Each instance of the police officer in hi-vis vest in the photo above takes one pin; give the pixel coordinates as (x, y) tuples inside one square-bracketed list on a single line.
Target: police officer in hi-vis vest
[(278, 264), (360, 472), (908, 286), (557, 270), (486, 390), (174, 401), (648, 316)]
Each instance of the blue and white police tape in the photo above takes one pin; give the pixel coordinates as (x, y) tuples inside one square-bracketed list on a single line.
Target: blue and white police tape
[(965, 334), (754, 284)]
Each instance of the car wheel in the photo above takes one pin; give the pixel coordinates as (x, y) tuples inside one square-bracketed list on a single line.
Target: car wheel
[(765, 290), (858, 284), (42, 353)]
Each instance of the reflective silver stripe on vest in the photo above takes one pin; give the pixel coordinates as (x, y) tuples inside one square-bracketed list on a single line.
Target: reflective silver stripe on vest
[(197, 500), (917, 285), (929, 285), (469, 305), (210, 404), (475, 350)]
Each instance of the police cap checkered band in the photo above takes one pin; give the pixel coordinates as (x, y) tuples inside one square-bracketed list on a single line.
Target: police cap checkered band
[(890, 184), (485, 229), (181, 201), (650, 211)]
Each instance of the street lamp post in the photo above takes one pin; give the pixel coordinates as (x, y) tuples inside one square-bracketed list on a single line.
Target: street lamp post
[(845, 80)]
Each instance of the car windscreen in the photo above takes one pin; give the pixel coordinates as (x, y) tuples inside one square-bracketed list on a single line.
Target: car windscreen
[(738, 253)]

= = = = =

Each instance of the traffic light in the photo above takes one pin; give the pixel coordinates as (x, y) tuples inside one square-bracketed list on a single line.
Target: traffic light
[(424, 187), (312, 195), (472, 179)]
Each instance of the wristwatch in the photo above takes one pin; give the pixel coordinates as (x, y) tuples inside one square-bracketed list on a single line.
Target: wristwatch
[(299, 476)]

= = = = =

• What you need to do:
Convert the lines from the one containing "Each instance of the car windscreen" through the one containing "[(738, 253)]", both included, into a numbered list, leaving out any blank lines.

• Reply to the task:
1. Each instance of the car windscreen in the photo above takes one pin; give the pixel coordinates as (x, y) tuples inside one square-bracketed list on a single line.
2. Target: car windscreen
3. [(738, 253)]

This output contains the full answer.